Count the lines of the data that have the word "rough", then report the number without anything else.

[Saved entries]
- Opening Delimiter -

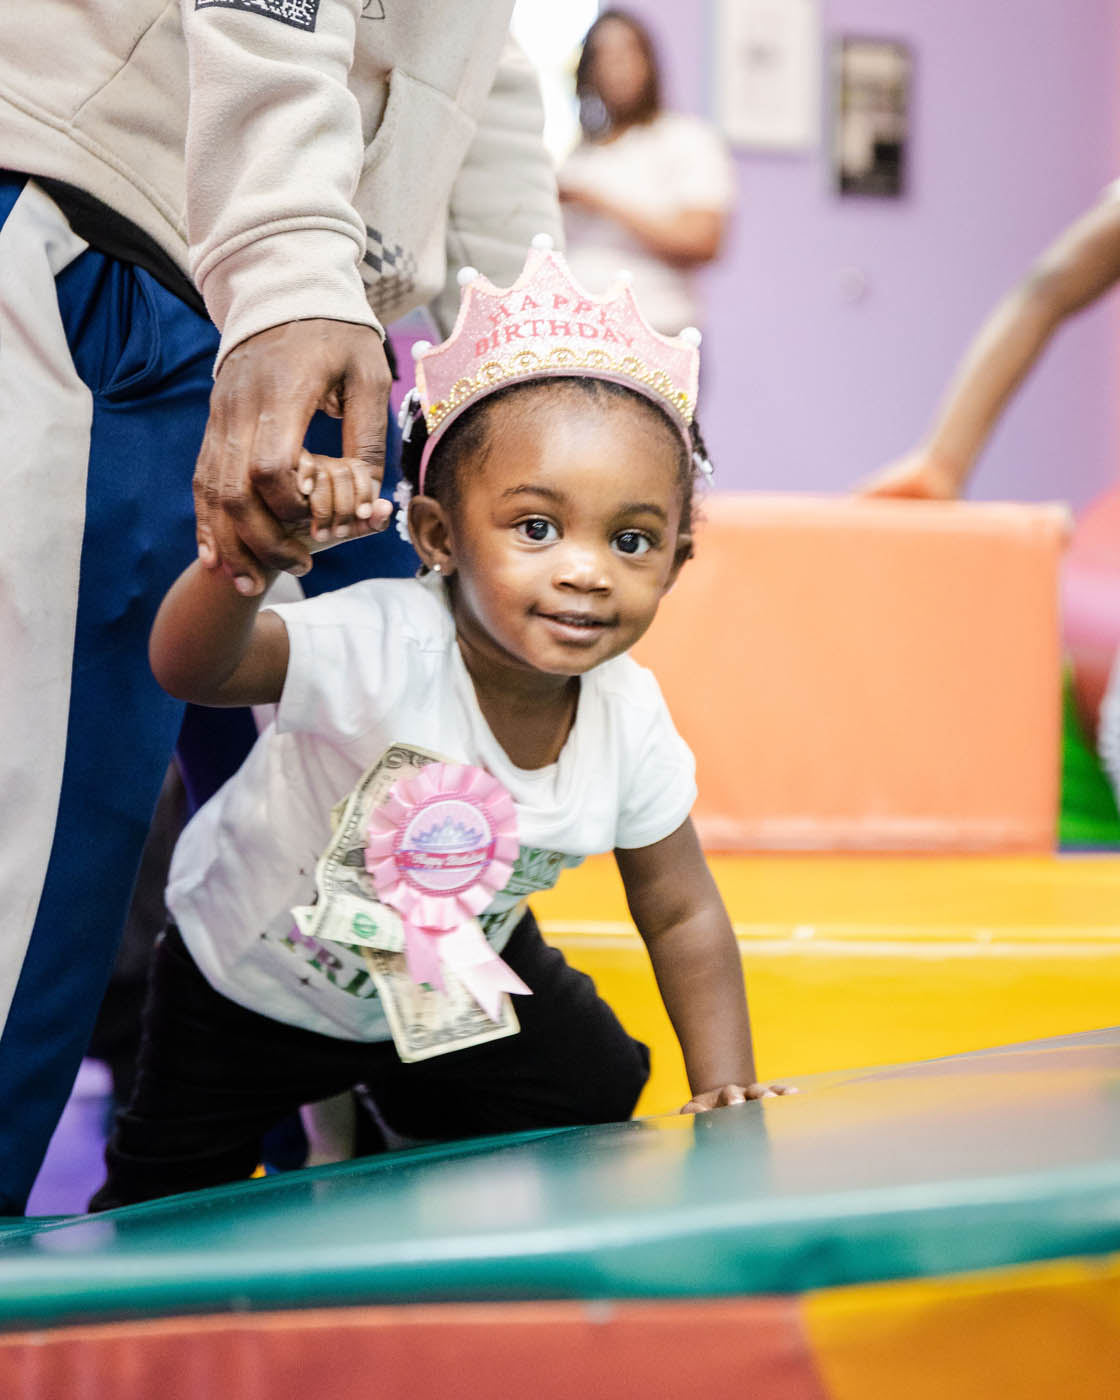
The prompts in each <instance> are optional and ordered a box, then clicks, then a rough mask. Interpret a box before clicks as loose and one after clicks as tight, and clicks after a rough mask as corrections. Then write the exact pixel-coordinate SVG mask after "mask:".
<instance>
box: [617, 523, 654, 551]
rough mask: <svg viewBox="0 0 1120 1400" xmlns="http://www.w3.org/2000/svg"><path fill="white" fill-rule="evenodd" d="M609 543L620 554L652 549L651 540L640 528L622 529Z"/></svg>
mask: <svg viewBox="0 0 1120 1400" xmlns="http://www.w3.org/2000/svg"><path fill="white" fill-rule="evenodd" d="M610 543H612V545H613V546H615V549H616V550H617V552H619V553H620V554H644V553H645V550H647V549H652V540H651V539H650V536H648V535H643V532H641V531H640V529H624V531H622V532H620V533H619V535H616V536H615V539H613V540H612V542H610Z"/></svg>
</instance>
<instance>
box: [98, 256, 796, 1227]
mask: <svg viewBox="0 0 1120 1400" xmlns="http://www.w3.org/2000/svg"><path fill="white" fill-rule="evenodd" d="M465 272H466V270H465ZM461 280H462V279H461ZM466 283H468V287H466V293H465V297H463V305H462V308H461V312H459V319H458V322H456V326H455V332H454V335H452V336H451V337H449V340H447V342H445V343H444V344H442V346H440V347H435V349H433V347H430V346H423V347H417V350H419V351H420V353H419V357H417V391H413V395H412V396H410V399H409V400H407V402H406V407H405V438H406V442H405V459H403V461H402V470H403V473H405V477H406V480H407V482H409V483H412V487H413V489H414V494H413V497H412V500H410V503H405V505H403V507H402V510H406V514H407V529H409V532H410V535H412V540H413V543H414V546H416V550H417V553H419V556H420V559H421V561H423V566H424V570H423V574H421V577H420V578H417V580H370V581H367V582H361V584H356V585H353V587H350V588H344V589H340V591H339V592H335V594H326V595H323V596H319V598H315V599H309V601H302V602H295V603H287V605H272V606H269V605H266V606H265V608H263V609H262V608H259V599H258V598H251V596H244V595H242V594H239V592H238V591H237V588H235V587H234V584H232V581H231V580H230V578H228V577H227V575H225V574H224V573H223V571H221V570H207V568H206V567H203V566H202V563H195V564H192V566H190V568H188V570H186V573H185V574H183V575H182V577H181V578H179V580H178V582H176V584H175V585H174V588H172V589H171V592H169V594H168V596H167V599H165V602H164V605H162V609H161V612H160V615H158V617H157V622H155V627H154V631H153V638H151V661H153V668H154V671H155V675H157V678H158V679H160V682H161V683H162V685H164V686H165V687H167V689H168V690H169V692H171V693H172V694H176V696H181V697H185V699H190V700H195V701H199V703H203V704H217V706H224V704H231V706H245V704H276V706H277V711H276V718H274V722H273V724H270V725H269V727H267V728H266V729H265V731H263V734H262V735H260V738H259V741H258V743H256V746H255V749H253V750H252V753H251V755H249V757H248V759H246V762H245V764H244V767H242V769H241V770H239V771H238V773H237V774H235V776H234V777H232V778H231V780H230V781H228V783H227V784H225V787H224V788H221V791H220V792H218V794H217V795H216V797H214V798H213V799H211V801H210V802H207V804H206V806H204V808H203V809H202V811H200V812H199V813H197V815H196V816H195V819H193V820H192V822H190V823H189V826H188V827H186V830H185V833H183V836H182V839H181V843H179V847H178V851H176V854H175V861H174V864H172V871H171V882H169V888H168V907H169V910H171V913H172V918H174V924H172V927H171V928H169V930H168V932H167V934H165V935H164V938H162V941H161V944H160V946H158V951H157V956H155V963H154V969H153V977H151V987H150V994H148V1005H147V1008H146V1036H144V1049H143V1053H141V1064H140V1070H139V1077H137V1085H136V1092H134V1095H133V1099H132V1103H130V1105H129V1107H127V1109H126V1110H125V1112H123V1113H122V1114H120V1116H119V1120H118V1126H116V1130H115V1133H113V1137H112V1141H111V1144H109V1148H108V1152H106V1161H108V1166H109V1176H108V1180H106V1184H105V1186H104V1187H102V1190H101V1191H99V1193H98V1197H95V1201H94V1208H105V1207H109V1205H118V1204H125V1203H129V1201H137V1200H146V1198H151V1197H155V1196H164V1194H169V1193H172V1191H182V1190H189V1189H195V1187H203V1186H213V1184H217V1183H221V1182H231V1180H238V1179H244V1177H246V1176H249V1175H251V1173H252V1170H253V1168H255V1165H256V1162H258V1159H259V1149H260V1137H262V1134H263V1133H265V1131H266V1130H267V1127H269V1126H270V1124H272V1123H274V1121H276V1120H277V1119H280V1117H281V1116H284V1114H286V1113H290V1112H291V1110H293V1109H295V1107H297V1106H300V1105H302V1103H312V1102H316V1100H321V1099H325V1098H328V1096H330V1095H336V1093H339V1092H342V1091H344V1089H347V1088H350V1086H353V1085H358V1084H361V1085H365V1086H367V1089H368V1092H370V1095H371V1096H372V1099H374V1102H375V1103H377V1107H378V1110H379V1113H381V1116H382V1117H384V1120H385V1121H386V1123H388V1124H389V1126H391V1127H392V1128H393V1130H396V1131H398V1133H400V1134H405V1135H407V1137H414V1138H423V1140H433V1138H437V1140H438V1138H456V1137H466V1135H473V1134H483V1133H497V1131H510V1130H519V1128H539V1127H549V1126H560V1124H577V1123H594V1121H609V1120H616V1119H626V1117H629V1116H630V1113H631V1112H633V1107H634V1103H636V1102H637V1098H638V1093H640V1091H641V1088H643V1085H644V1082H645V1078H647V1074H648V1054H647V1051H645V1047H644V1046H641V1044H638V1043H637V1042H634V1040H631V1039H630V1036H627V1035H626V1032H624V1030H623V1029H622V1026H620V1025H619V1022H617V1019H616V1018H615V1015H613V1012H612V1011H610V1009H609V1008H608V1007H606V1005H605V1002H602V1001H601V1000H599V998H598V995H596V993H595V988H594V984H592V983H591V980H589V979H588V977H585V976H582V974H581V973H577V972H574V970H573V969H570V967H568V966H567V963H566V962H564V959H563V956H561V955H560V953H559V952H557V951H556V949H552V948H547V946H546V945H545V944H543V942H542V939H540V935H539V932H538V930H536V925H535V923H533V918H532V916H531V914H529V913H528V907H526V903H525V902H526V897H528V896H529V895H531V893H532V892H533V890H538V889H546V888H549V886H550V885H553V883H554V881H556V878H557V875H559V874H560V871H561V869H563V868H564V867H567V865H577V864H578V862H580V861H581V860H582V858H584V857H585V855H588V854H592V853H598V851H608V850H613V851H615V857H616V860H617V865H619V871H620V874H622V878H623V882H624V885H626V893H627V899H629V904H630V911H631V914H633V917H634V923H636V924H637V928H638V931H640V934H641V937H643V939H644V941H645V945H647V948H648V952H650V958H651V960H652V966H654V972H655V974H657V981H658V987H659V990H661V995H662V998H664V1001H665V1007H666V1009H668V1012H669V1016H671V1019H672V1023H673V1028H675V1030H676V1035H678V1037H679V1040H680V1046H682V1050H683V1054H685V1063H686V1068H687V1075H689V1084H690V1086H692V1093H693V1098H692V1100H690V1102H689V1105H686V1109H689V1110H690V1112H701V1110H706V1109H710V1107H715V1106H718V1105H724V1103H735V1102H742V1100H743V1099H746V1098H760V1096H763V1095H767V1093H771V1092H781V1091H777V1089H774V1088H773V1086H771V1088H767V1086H763V1085H759V1084H755V1082H753V1079H755V1070H753V1061H752V1047H750V1032H749V1025H748V1012H746V1000H745V995H743V983H742V970H741V965H739V956H738V951H736V945H735V938H734V934H732V930H731V924H729V921H728V916H727V913H725V910H724V906H722V902H721V899H720V895H718V892H717V888H715V883H714V881H713V879H711V875H710V872H708V869H707V865H706V862H704V858H703V855H701V853H700V847H699V843H697V839H696V834H694V832H693V827H692V823H690V820H689V811H690V808H692V805H693V799H694V795H696V790H694V783H693V762H692V756H690V753H689V750H687V749H686V746H685V743H683V742H682V739H680V738H679V736H678V734H676V732H675V729H673V727H672V722H671V720H669V715H668V713H666V710H665V704H664V701H662V699H661V694H659V692H658V687H657V683H655V682H654V678H652V676H651V675H650V673H648V672H647V671H644V669H643V668H641V666H638V665H637V664H636V662H634V661H631V659H630V658H629V657H627V655H626V652H627V650H629V648H630V647H631V645H633V644H634V643H636V641H637V640H638V637H641V634H643V633H644V631H645V629H647V627H648V626H650V623H651V622H652V620H654V615H655V613H657V608H658V603H659V602H661V599H662V596H664V595H665V592H666V591H668V589H669V587H671V585H672V582H673V580H675V577H676V574H678V571H679V570H680V567H682V566H683V563H685V561H686V559H687V557H689V554H690V552H692V500H693V480H694V476H696V473H697V470H700V469H701V468H706V465H707V463H706V462H704V459H703V454H701V449H699V447H697V441H699V440H697V438H696V435H694V433H693V430H692V413H693V406H694V396H696V374H697V358H699V356H697V350H696V342H697V339H699V337H694V336H693V337H680V339H672V340H671V339H666V337H664V336H659V335H657V333H655V332H652V330H650V329H648V326H645V325H644V322H643V321H641V318H640V315H638V312H637V308H636V305H634V301H633V297H631V294H630V291H629V287H624V286H623V287H620V288H617V290H616V291H615V294H613V295H610V297H608V298H603V300H594V298H588V297H585V295H584V293H582V291H581V290H580V288H578V287H575V286H574V283H573V281H571V279H570V274H568V273H567V267H566V265H564V262H563V259H561V258H560V256H559V255H556V253H553V252H552V251H550V248H549V246H546V245H543V244H542V246H535V248H533V251H532V252H531V253H529V260H528V263H526V267H525V272H524V273H522V276H521V277H519V279H518V281H517V283H515V284H514V287H512V288H510V290H507V291H503V290H498V288H494V287H491V286H490V284H489V283H486V281H484V280H482V279H475V280H472V279H470V274H469V273H468V274H466ZM356 482H357V477H351V475H350V472H349V468H347V465H346V462H344V461H343V462H329V461H326V459H321V461H312V459H308V461H307V480H305V483H304V487H305V490H307V491H308V494H309V507H311V515H312V522H314V525H312V538H314V539H315V540H318V542H319V543H325V542H326V540H328V539H335V538H339V536H342V535H346V533H364V532H367V531H368V529H372V528H378V526H381V525H382V524H384V521H385V512H386V507H388V503H381V501H372V500H370V498H363V497H361V491H360V489H358V487H357V484H356ZM332 813H333V825H332ZM511 994H512V995H511Z"/></svg>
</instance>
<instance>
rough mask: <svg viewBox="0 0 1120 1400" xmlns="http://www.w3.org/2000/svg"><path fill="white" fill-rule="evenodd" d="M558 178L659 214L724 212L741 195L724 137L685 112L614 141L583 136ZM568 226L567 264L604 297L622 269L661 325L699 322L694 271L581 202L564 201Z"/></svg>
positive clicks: (665, 113)
mask: <svg viewBox="0 0 1120 1400" xmlns="http://www.w3.org/2000/svg"><path fill="white" fill-rule="evenodd" d="M560 183H561V186H573V188H577V189H587V190H589V192H592V193H601V195H603V196H606V197H609V199H612V200H615V202H617V203H622V204H626V206H630V207H631V209H634V210H637V211H641V213H644V214H650V216H655V217H662V216H666V214H675V213H683V211H685V210H693V209H706V210H718V211H721V213H722V211H727V210H729V209H731V204H732V202H734V197H735V172H734V169H732V165H731V158H729V155H728V153H727V150H725V147H724V143H722V141H721V140H720V136H718V134H717V133H715V132H714V130H713V127H710V126H708V125H707V123H706V122H701V120H700V118H697V116H686V115H683V113H679V112H662V113H659V115H658V116H655V118H654V120H652V122H644V123H641V125H638V126H630V127H627V130H624V132H623V133H622V136H617V137H616V139H615V140H613V141H606V143H603V144H596V143H594V141H584V143H582V144H580V146H577V147H575V150H574V151H573V153H571V155H570V157H568V158H567V161H566V162H564V164H563V167H561V168H560ZM564 231H566V234H564V237H566V244H567V260H568V266H570V267H571V270H573V274H574V276H575V280H577V281H578V283H580V284H581V286H584V287H587V290H588V291H591V293H594V294H595V295H602V294H603V293H605V291H606V288H608V287H609V286H610V283H612V281H613V280H615V277H616V276H617V273H619V270H620V269H623V267H624V269H627V270H629V272H630V273H631V274H633V279H634V281H633V287H634V297H636V298H637V304H638V305H640V307H641V312H643V315H644V316H645V319H647V321H648V322H650V325H651V326H652V328H654V329H655V330H661V332H664V333H665V335H676V333H678V332H679V330H682V329H683V328H685V326H689V325H697V323H699V322H700V319H701V308H700V301H699V295H697V288H696V279H694V276H693V270H692V269H687V267H673V266H672V265H671V263H666V262H662V259H661V258H657V256H654V255H652V253H651V252H648V249H647V248H645V246H644V245H643V244H641V242H638V239H637V238H634V235H633V234H630V232H627V231H626V230H624V228H623V227H622V225H620V224H616V223H615V221H613V220H612V218H605V217H603V216H602V214H592V213H589V211H587V210H582V209H580V207H578V206H575V204H567V206H564Z"/></svg>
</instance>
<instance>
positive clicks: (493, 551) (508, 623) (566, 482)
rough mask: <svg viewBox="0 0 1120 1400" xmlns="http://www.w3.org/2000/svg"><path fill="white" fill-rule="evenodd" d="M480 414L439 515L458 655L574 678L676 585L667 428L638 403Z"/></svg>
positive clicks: (606, 648)
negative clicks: (476, 449) (460, 647)
mask: <svg viewBox="0 0 1120 1400" xmlns="http://www.w3.org/2000/svg"><path fill="white" fill-rule="evenodd" d="M493 412H494V417H493V421H491V424H490V442H489V451H487V454H486V456H484V461H483V462H482V465H480V469H479V470H477V473H476V475H473V476H466V473H463V480H462V483H461V491H459V500H458V503H456V507H455V508H454V510H452V511H451V512H449V517H451V528H449V535H451V559H449V561H448V566H445V567H448V568H449V570H451V577H452V580H454V582H452V596H454V610H455V620H456V626H458V630H459V638H461V644H462V647H463V654H465V655H466V657H468V659H469V661H472V659H473V661H475V662H476V664H477V662H484V669H486V671H489V669H490V668H491V666H493V668H497V672H507V675H508V672H510V671H517V672H525V671H531V672H538V673H540V675H542V676H549V678H570V676H577V675H581V673H582V672H585V671H589V669H591V668H592V666H596V665H599V664H601V662H603V661H608V659H610V658H612V657H617V655H620V654H622V652H624V651H627V650H629V648H630V647H631V645H633V644H634V643H636V641H637V640H638V637H641V634H643V633H644V631H645V629H647V627H648V626H650V623H651V622H652V620H654V615H655V613H657V608H658V603H659V602H661V598H662V595H664V594H665V591H666V588H668V587H669V584H671V582H672V580H673V577H675V574H676V563H678V557H679V550H678V543H679V542H678V533H679V526H680V507H682V501H680V493H682V489H680V483H679V479H678V454H676V451H675V444H673V440H672V430H671V428H668V424H666V428H665V431H661V430H659V426H658V424H657V421H655V420H651V416H650V413H648V410H644V409H643V407H641V406H634V405H630V403H626V402H620V400H613V402H610V403H609V405H588V403H587V400H585V399H584V400H582V402H580V400H577V399H575V398H573V396H570V395H567V393H546V395H542V396H540V398H539V399H538V400H536V402H533V400H531V399H522V400H521V402H519V403H517V405H507V403H503V405H496V407H494V410H493ZM479 679H480V676H477V675H476V683H477V682H479ZM493 679H494V680H497V679H498V675H497V673H494V676H493ZM510 679H512V678H510ZM522 685H524V678H522ZM553 687H554V685H553V686H549V687H546V689H553Z"/></svg>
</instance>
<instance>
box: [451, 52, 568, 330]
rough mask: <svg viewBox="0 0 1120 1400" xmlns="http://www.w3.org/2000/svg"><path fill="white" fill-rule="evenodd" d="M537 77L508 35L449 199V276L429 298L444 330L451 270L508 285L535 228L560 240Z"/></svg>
mask: <svg viewBox="0 0 1120 1400" xmlns="http://www.w3.org/2000/svg"><path fill="white" fill-rule="evenodd" d="M543 125H545V111H543V106H542V102H540V84H539V81H538V77H536V71H535V70H533V67H532V64H531V63H529V60H528V59H526V57H525V55H524V53H522V52H521V49H519V48H518V46H517V43H514V41H512V39H510V41H508V42H507V45H505V48H504V49H503V55H501V60H500V63H498V69H497V74H496V77H494V83H493V87H491V90H490V95H489V98H487V101H486V105H484V108H483V111H482V113H480V118H479V126H477V130H476V133H475V139H473V141H472V143H470V147H469V148H468V153H466V158H465V160H463V164H462V167H461V168H459V174H458V176H456V179H455V185H454V188H452V192H451V200H449V204H448V224H447V256H448V280H447V286H445V288H444V291H442V293H441V295H440V297H438V298H437V300H435V302H434V304H433V312H434V315H435V321H437V323H438V325H440V329H441V332H442V333H444V335H448V333H449V332H451V328H452V326H454V323H455V316H456V315H458V311H459V288H458V286H456V283H455V274H456V272H458V270H459V267H462V266H472V267H477V269H479V272H482V273H484V274H486V276H487V277H489V279H490V280H491V281H493V283H496V284H497V286H500V287H508V286H510V284H511V283H512V281H514V280H515V279H517V276H518V273H519V272H521V269H522V267H524V265H525V253H526V252H528V249H529V244H531V241H532V238H533V235H535V234H550V235H552V238H553V239H554V242H556V246H557V248H560V246H563V224H561V221H560V206H559V202H557V195H556V172H554V169H553V164H552V160H550V158H549V154H547V151H546V150H545V144H543V140H542V134H540V133H542V129H543Z"/></svg>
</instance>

- Closing Delimiter -

• **ANSWER TO THE EXERCISE**
5